[START RECORDED INFORMATION]

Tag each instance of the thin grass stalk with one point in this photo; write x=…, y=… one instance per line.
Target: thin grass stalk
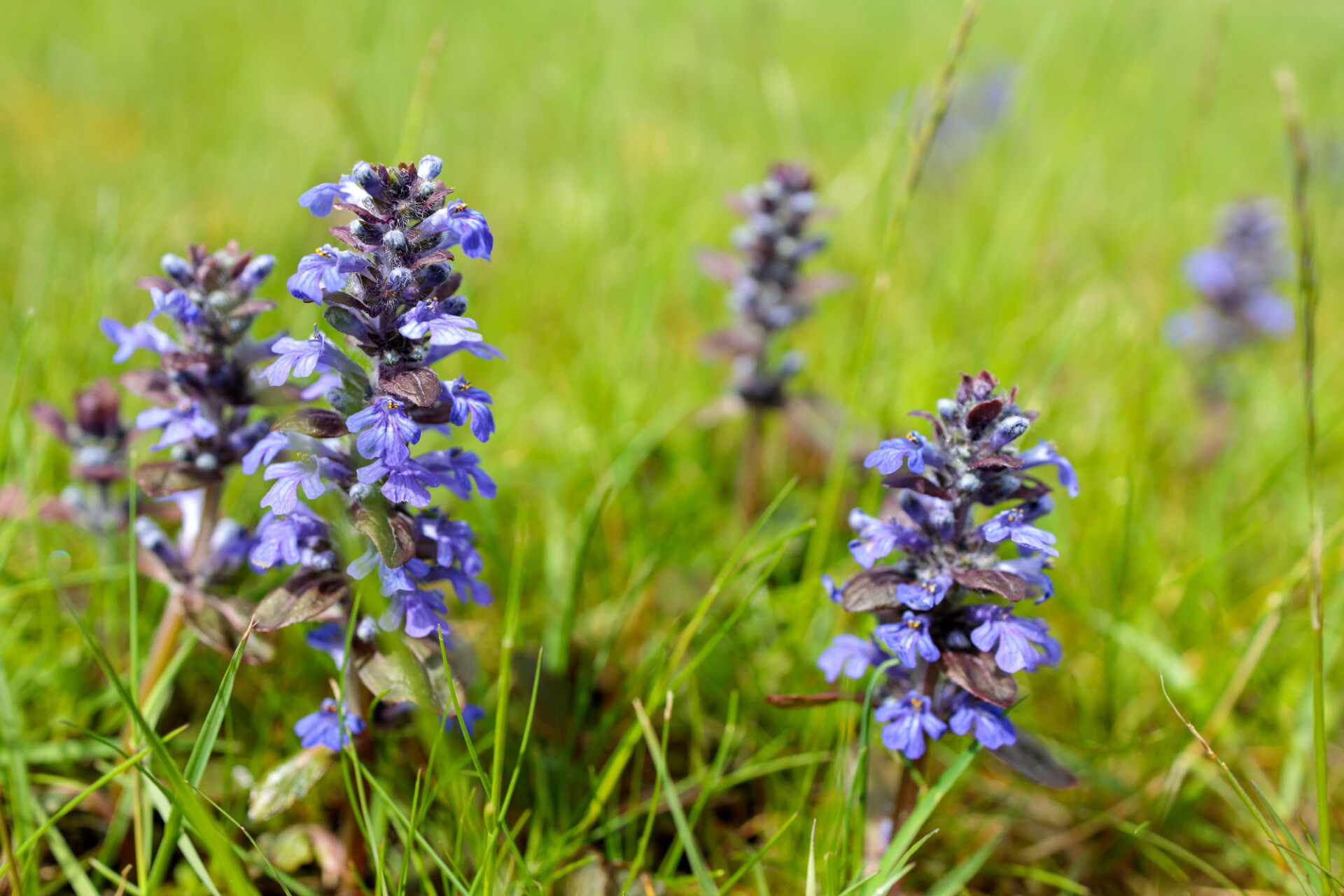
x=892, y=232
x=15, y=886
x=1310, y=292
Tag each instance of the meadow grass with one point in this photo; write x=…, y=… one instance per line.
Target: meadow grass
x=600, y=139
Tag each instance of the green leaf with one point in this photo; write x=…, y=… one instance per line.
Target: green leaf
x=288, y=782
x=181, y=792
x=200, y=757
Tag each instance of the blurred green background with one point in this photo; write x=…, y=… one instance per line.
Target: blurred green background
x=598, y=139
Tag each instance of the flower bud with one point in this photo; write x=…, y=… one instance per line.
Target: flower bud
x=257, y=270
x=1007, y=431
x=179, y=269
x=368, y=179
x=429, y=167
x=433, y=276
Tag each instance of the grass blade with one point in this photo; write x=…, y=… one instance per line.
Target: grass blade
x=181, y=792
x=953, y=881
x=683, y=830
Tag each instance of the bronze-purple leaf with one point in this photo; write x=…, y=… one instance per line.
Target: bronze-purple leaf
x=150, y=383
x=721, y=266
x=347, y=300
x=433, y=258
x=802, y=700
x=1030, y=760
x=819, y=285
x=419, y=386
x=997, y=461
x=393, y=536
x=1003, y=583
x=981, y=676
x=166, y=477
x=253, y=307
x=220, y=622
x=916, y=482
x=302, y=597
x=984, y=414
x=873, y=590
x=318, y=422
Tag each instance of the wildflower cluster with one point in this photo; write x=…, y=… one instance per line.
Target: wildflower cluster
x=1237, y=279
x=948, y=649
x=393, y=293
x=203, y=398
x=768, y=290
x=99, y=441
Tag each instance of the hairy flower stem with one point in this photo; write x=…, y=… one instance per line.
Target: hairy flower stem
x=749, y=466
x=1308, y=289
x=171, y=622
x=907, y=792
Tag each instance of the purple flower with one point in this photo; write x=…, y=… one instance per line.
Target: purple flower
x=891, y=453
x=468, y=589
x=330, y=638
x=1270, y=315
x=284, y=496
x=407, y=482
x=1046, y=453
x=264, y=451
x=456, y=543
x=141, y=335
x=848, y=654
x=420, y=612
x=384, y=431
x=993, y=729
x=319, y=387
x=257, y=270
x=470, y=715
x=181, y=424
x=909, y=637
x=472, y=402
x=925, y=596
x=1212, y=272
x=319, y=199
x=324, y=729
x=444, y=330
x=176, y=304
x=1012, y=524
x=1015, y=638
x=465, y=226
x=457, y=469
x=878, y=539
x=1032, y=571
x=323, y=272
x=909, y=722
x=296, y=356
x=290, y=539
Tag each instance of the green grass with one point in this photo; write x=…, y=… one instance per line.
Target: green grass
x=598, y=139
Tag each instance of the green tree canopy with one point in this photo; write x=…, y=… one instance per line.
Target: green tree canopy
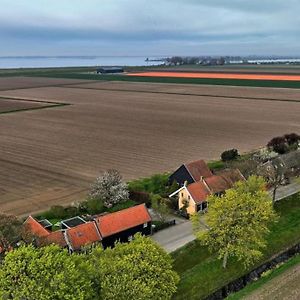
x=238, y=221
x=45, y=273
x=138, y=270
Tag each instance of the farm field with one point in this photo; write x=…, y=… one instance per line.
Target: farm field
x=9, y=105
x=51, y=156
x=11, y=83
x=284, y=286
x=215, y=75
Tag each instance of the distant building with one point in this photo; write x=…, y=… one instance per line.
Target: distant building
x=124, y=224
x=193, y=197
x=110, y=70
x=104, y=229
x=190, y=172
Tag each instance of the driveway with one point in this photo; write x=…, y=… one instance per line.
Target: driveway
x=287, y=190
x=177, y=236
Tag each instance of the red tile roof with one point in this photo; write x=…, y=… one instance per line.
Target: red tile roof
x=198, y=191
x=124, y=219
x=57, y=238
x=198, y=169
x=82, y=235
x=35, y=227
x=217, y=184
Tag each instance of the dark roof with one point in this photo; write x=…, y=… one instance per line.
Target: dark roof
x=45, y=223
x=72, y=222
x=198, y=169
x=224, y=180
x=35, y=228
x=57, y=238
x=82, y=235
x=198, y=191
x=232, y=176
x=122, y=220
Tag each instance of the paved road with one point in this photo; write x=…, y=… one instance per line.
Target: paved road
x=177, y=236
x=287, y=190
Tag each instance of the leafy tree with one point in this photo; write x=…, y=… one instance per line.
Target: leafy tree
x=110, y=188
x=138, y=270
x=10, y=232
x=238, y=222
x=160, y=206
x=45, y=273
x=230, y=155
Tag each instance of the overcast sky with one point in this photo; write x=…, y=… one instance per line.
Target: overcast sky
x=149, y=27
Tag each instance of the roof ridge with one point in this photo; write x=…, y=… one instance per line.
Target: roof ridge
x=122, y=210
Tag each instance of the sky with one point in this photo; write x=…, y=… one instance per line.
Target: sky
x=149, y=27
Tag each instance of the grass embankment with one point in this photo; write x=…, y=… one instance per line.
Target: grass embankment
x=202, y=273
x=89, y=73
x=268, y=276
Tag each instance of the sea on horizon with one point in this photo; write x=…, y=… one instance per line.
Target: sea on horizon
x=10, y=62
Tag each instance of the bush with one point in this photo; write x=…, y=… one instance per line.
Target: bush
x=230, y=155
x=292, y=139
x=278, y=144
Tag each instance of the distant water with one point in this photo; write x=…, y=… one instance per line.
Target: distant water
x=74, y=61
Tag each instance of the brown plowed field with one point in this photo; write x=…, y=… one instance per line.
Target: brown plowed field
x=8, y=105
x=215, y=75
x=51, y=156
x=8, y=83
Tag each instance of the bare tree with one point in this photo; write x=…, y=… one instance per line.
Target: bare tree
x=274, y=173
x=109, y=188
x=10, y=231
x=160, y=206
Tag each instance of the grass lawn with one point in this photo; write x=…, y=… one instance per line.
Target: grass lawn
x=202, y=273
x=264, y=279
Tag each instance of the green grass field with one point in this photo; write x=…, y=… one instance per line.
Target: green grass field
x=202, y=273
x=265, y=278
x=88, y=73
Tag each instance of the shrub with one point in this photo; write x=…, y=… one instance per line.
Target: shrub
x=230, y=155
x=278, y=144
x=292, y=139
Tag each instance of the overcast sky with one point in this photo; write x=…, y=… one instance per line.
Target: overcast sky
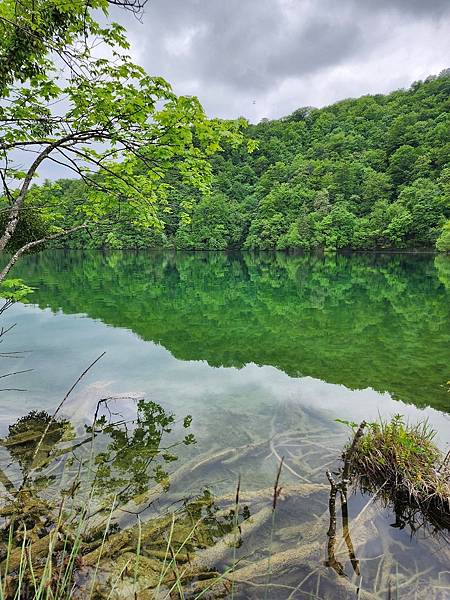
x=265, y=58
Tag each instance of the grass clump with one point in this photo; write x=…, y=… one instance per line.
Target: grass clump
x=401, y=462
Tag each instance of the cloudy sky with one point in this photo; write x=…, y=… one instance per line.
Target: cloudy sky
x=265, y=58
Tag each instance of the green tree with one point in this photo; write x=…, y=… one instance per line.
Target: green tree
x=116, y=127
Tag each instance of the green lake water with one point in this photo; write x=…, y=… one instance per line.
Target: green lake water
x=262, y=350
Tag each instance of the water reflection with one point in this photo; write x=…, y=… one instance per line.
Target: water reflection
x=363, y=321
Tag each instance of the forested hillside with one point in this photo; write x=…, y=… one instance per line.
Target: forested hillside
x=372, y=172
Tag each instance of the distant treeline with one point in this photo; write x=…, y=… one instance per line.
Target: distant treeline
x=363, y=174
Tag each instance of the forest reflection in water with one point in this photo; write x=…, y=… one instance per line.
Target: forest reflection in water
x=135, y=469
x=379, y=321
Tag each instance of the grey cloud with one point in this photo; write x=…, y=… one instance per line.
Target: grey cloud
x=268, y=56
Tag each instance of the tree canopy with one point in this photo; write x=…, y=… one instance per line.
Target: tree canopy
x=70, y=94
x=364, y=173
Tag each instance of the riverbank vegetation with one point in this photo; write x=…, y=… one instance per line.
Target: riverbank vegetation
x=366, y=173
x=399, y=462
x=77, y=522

[END RECORDED INFORMATION]

Reproduce all of the data exactly; the pictures do not belong in the copy.

Tag each instance of the thin grass stalk with one point in this photo; write x=…, y=… one instance per line.
Target: thin grass stalk
x=892, y=232
x=15, y=886
x=1310, y=292
Tag each instance of the meadow grass with one point in this photo; write x=…, y=… one instance per line.
Target: meadow grass
x=600, y=139
Tag each instance of the green leaf with one point in this photo; write x=…, y=… one instance per line.
Target: green leaf
x=288, y=782
x=181, y=792
x=200, y=757
Tag each instance of the blurred green background with one point in this photo; write x=…, y=… one instance per line.
Target: blurred green background
x=598, y=139
Tag each instance of the flower bud with one point in this photo; write x=…, y=… one instance per line.
Target: flower bud
x=257, y=270
x=1007, y=431
x=179, y=269
x=368, y=179
x=429, y=167
x=433, y=276
Tag each instance of the grass blade with one point in this photo; write x=…, y=… one instance per line.
Target: grass blade
x=181, y=792
x=953, y=881
x=683, y=830
Tag each instance of the bronze-purple leaf with one point in this photo; write x=…, y=… one instance per line.
Target: bronze-purple leaf
x=150, y=383
x=721, y=266
x=347, y=300
x=433, y=258
x=802, y=700
x=1030, y=760
x=819, y=285
x=419, y=386
x=997, y=461
x=393, y=536
x=1003, y=583
x=981, y=676
x=166, y=477
x=253, y=307
x=220, y=622
x=916, y=482
x=302, y=597
x=984, y=414
x=873, y=590
x=318, y=422
Tag each instance of the wildflower cluster with one point in this photo; write x=…, y=… one instance per line.
Target: wildflower cluster
x=1237, y=279
x=948, y=649
x=393, y=293
x=203, y=398
x=768, y=290
x=99, y=441
Tag each instance of the hairy flower stem with one point in this photo; write x=…, y=… one instance per line.
Target: hairy flower stem
x=749, y=466
x=1308, y=289
x=171, y=622
x=907, y=792
Tag each instance of the purple flower with one point in this photo; write x=…, y=… one instance per line.
Target: purple flower
x=891, y=453
x=468, y=589
x=330, y=638
x=1270, y=315
x=284, y=496
x=407, y=482
x=1046, y=453
x=264, y=451
x=456, y=543
x=141, y=335
x=848, y=654
x=420, y=612
x=384, y=431
x=993, y=729
x=319, y=387
x=257, y=270
x=470, y=715
x=181, y=424
x=909, y=637
x=472, y=402
x=925, y=596
x=1212, y=272
x=319, y=199
x=324, y=729
x=444, y=330
x=176, y=304
x=1012, y=524
x=1015, y=638
x=465, y=226
x=457, y=469
x=878, y=539
x=1032, y=571
x=323, y=272
x=909, y=722
x=296, y=356
x=290, y=539
Tag each instance of the green grass with one point in this photo; write x=…, y=… one instance per line.
Target: green grass
x=598, y=139
Tag each instance of the green tree canopy with one point in this photo; write x=…, y=… one instance per line.
Target: green tree canopy
x=238, y=221
x=45, y=273
x=138, y=270
Tag each instance of the farm field with one point in this photo; write x=…, y=… one instance per line.
Target: farm field
x=9, y=105
x=51, y=156
x=11, y=83
x=284, y=286
x=215, y=75
Tag each instance of the distant building with one point in this photo; write x=…, y=… one instance per line.
Target: distant building
x=124, y=224
x=193, y=197
x=110, y=70
x=104, y=229
x=190, y=172
Tag each instance of the driveway with one point in this photo; write x=…, y=… one instance per line.
Target: driveway
x=287, y=190
x=177, y=236
Tag each instance of the red tile roof with one point in this photo; write x=…, y=… one instance per line.
Target: red tile roof
x=198, y=191
x=124, y=219
x=57, y=238
x=198, y=169
x=82, y=235
x=35, y=227
x=217, y=184
Tag each instance of the dark roof with one point in this photo; write x=…, y=… one instance per line.
Target: dark roof
x=45, y=223
x=72, y=222
x=198, y=169
x=224, y=180
x=35, y=228
x=57, y=238
x=82, y=235
x=198, y=191
x=232, y=176
x=122, y=220
Tag each instance of the paved road with one point in this photo; write x=…, y=… one instance per line.
Target: paved road
x=177, y=236
x=287, y=190
Tag each instance of the leafy tree with one point in this photo; write x=…, y=… one instance per line.
Target: leafy tree
x=110, y=188
x=138, y=270
x=10, y=232
x=238, y=222
x=160, y=206
x=45, y=273
x=230, y=155
Tag each instance of the overcast sky with one point in this photo; write x=…, y=… one instance per line.
Target: overcast sky
x=149, y=27
Tag each instance of the roof ridge with one point in this photo; write x=…, y=… one instance per line.
Target: roof ridge
x=122, y=210
Tag each instance of the sky with one point in this photo; write x=…, y=… one instance per line.
Target: sky
x=149, y=27
Tag each instance of the grass embankment with one point in this photo; write x=…, y=… one instance per line.
Target: grass embankment
x=202, y=273
x=89, y=73
x=268, y=276
Tag each instance of the sea on horizon with one point in this photo; write x=…, y=… one instance per line.
Target: sea on horizon
x=10, y=62
Tag each instance of the bush with one point in this photo; write x=…, y=… one instance per line.
Target: bush
x=230, y=155
x=292, y=139
x=278, y=144
Tag each instance of the distant water with one point in this photo; write x=…, y=… one instance per line.
Target: distant water
x=74, y=61
Tag each instance of the brown plowed field with one point in this photo; write x=…, y=… one instance per line.
Target: brown plowed field
x=8, y=105
x=215, y=75
x=51, y=156
x=8, y=83
Tag each instance of the bare tree with one point in this photo; write x=…, y=… one instance per line.
Target: bare tree
x=274, y=173
x=109, y=188
x=10, y=231
x=160, y=206
Tag each instance of the grass lawn with one point in this photo; write x=…, y=… one instance per line.
Target: grass lawn
x=202, y=273
x=264, y=279
Tag each instance of the green grass field with one point in this photo; write x=…, y=… one instance per line.
Target: green grass field
x=202, y=273
x=265, y=278
x=88, y=73
Tag each instance of the shrub with one point in this photo; write x=…, y=… one instance per line.
Target: shrub
x=230, y=155
x=278, y=144
x=292, y=139
Tag each instance of the overcast sky with one point in this photo; write x=…, y=… one instance per line.
Target: overcast sky
x=265, y=58
Tag each instance of the grass clump with one point in this photo; write x=…, y=… one instance per line.
Target: grass clump
x=401, y=462
Tag each instance of the cloudy sky with one point in this photo; write x=…, y=… one instance per line.
Target: cloudy sky
x=265, y=58
Tag each instance of the green tree with one point in this photo; write x=…, y=… one instance per line.
Target: green tree
x=116, y=127
Tag each instance of the green lake water with one point in this photo; write x=…, y=… one instance per line.
Target: green lake water
x=262, y=350
Tag each instance of the water reflection with one point in this photo; write x=…, y=… one instance per line.
Target: water reflection
x=363, y=321
Tag each instance of the forested hillside with one point in this photo; write x=…, y=… one instance per line.
Target: forested hillside
x=372, y=172
Tag each instance of the distant treeline with one point in this photo; write x=…, y=… one instance per line.
Target: distant treeline
x=363, y=174
Tag each instance of the forest reflection in water with one point in this photo; write x=…, y=… one instance per line.
Target: forest reflection in water
x=135, y=469
x=379, y=321
Tag each instance of the grey cloud with one point in this photo; write x=…, y=… one instance per line.
Target: grey cloud
x=268, y=56
Tag each instance of the tree canopy with one point in this photo; write x=…, y=… one instance per line.
Target: tree canopy
x=70, y=94
x=364, y=173
Tag each instance of the riverbank vegetation with one point in this photo; write x=…, y=… one instance per line.
Target: riverbank vegetation
x=366, y=173
x=399, y=462
x=77, y=522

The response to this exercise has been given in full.